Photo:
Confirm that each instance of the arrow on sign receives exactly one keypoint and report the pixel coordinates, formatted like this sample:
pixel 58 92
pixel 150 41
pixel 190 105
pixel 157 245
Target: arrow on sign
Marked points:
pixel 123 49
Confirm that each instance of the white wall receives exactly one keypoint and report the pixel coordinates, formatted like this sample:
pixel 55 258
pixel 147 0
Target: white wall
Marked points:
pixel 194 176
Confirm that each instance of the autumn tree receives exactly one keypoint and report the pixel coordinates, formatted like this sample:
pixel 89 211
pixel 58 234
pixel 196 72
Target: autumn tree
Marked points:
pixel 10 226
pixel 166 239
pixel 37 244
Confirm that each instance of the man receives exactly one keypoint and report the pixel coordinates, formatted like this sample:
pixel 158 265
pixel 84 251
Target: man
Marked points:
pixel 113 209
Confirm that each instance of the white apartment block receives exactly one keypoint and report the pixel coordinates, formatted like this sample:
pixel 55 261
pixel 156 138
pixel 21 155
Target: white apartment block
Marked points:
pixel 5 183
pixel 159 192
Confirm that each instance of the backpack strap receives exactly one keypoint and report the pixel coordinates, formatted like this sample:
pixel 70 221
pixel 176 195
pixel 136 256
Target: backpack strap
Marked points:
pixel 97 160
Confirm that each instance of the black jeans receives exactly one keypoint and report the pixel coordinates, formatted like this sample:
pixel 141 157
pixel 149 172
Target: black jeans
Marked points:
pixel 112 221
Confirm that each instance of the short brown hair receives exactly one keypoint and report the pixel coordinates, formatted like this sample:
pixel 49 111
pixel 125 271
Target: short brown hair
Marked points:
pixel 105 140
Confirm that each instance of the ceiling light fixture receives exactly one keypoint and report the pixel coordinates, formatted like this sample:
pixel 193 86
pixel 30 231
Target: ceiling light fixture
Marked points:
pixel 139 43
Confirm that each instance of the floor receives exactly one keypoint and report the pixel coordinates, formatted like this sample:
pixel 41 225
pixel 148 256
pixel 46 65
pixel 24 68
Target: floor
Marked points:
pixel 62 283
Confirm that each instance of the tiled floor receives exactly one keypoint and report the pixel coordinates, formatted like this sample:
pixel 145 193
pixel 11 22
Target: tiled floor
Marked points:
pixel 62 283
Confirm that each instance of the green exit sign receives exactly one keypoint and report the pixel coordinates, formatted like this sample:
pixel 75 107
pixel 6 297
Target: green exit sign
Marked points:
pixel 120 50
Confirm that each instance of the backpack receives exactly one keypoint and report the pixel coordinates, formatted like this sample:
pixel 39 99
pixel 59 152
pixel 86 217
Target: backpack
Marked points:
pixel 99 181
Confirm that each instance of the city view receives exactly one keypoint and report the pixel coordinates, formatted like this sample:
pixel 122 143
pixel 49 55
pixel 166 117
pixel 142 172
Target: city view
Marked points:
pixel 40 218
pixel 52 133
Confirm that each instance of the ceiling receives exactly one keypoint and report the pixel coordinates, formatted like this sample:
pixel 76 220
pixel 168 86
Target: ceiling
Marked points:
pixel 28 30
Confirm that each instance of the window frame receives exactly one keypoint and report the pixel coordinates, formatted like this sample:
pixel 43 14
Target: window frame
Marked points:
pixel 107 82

=== Your instructions ===
In the listing above, find every line with the word "brown" and copy it.

=== Solution for this problem ===
Confirm that each instance of the short brown hair receives exactly one keypoint and report the pixel coordinates, formatted like this sample:
Target: short brown hair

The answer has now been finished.